Text block
"""
[jira] [Updated] (HIVE-10083) SMBJoin fails in case one table is uninitialized

JIRA Wed, 25 Mar 2015 08:44:49 -0700

     [ 
https://issues.apache.org/jira/browse/HIVE-10083?page=com.atlassian.jira.plugin.system.issuetabpanels:all-tabpanel
 ]


Alain Schröder updated HIVE-10083:
----------------------------------
    Description: 
We experience IndexOutOfBoundsException in a SMBJoin in the case on the tables 
used for the JOIN is uninitialized. Everything works if both are uninitialized 
or initialized.

{code}
2015-03-24 09:12:58,967 ERROR [main]: ql.Driver 
(SessionState.java:printError(545)) - FAILED: IndexOutOfBoundsException Index: 
0, Size: 0
java.lang.IndexOutOfBoundsException: Index: 0, Size: 0
        at java.util.ArrayList.rangeCheck(ArrayList.java:635)
        at java.util.ArrayList.get(ArrayList.java:411)
        at 
org.apache.hadoop.hive.ql.optimizer.AbstractBucketJoinProc.fillMappingBigTableBucketFileNameToSmallTableBucketFileNames(AbstractBucketJoinProc.java:486)
        at 
org.apache.hadoop.hive.ql.optimizer.AbstractBucketJoinProc.convertMapJoinToBucketMapJoin(AbstractBucketJoinProc.java:429)
        at 
org.apache.hadoop.hive.ql.optimizer.AbstractSMBJoinProc.convertJoinToBucketMapJoin(AbstractSMBJoinProc.java:540)
        at 
org.apache.hadoop.hive.ql.optimizer.AbstractSMBJoinProc.convertJoinToSMBJoin(AbstractSMBJoinProc.java:549)
        at 
org.apache.hadoop.hive.ql.optimizer.SortedMergeJoinProc.process(SortedMergeJoinProc.java:51)
"""
Instructions to follow
Answer these questions about the HIVE-10083 issue update:
(a) Who updated the issue?
(b) Which exception is named in the logged error?
(c) In the stack trace, at what line of ArrayList.java does rangeCheck appear?

Entries from a pointing dataset
"""
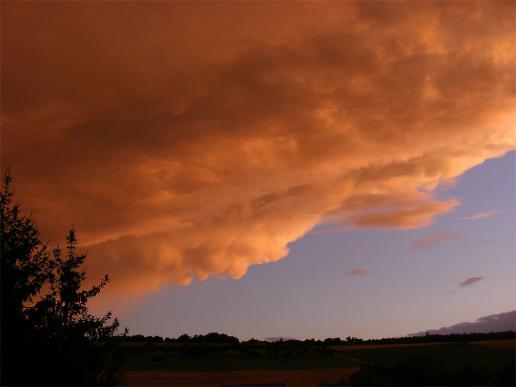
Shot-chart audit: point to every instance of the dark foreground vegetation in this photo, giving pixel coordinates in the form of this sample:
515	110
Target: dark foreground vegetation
48	337
459	360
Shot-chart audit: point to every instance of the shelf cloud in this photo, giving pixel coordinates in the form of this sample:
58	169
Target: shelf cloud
185	147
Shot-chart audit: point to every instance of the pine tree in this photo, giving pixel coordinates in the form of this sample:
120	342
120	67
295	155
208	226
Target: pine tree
48	335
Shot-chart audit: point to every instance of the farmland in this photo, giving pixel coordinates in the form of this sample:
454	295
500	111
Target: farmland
301	363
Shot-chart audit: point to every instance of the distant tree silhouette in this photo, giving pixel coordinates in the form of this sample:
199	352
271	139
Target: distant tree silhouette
48	336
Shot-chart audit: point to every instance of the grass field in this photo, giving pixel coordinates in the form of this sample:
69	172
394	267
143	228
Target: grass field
300	377
224	365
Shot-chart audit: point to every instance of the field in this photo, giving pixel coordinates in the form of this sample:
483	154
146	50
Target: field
284	365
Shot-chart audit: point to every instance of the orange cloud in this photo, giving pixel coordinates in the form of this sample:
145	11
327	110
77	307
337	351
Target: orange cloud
183	141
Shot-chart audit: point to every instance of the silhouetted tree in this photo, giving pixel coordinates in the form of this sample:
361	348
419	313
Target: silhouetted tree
"""
Written response
(a) Alain Schröder
(b) IndexOutOfBoundsException
(c) Line 635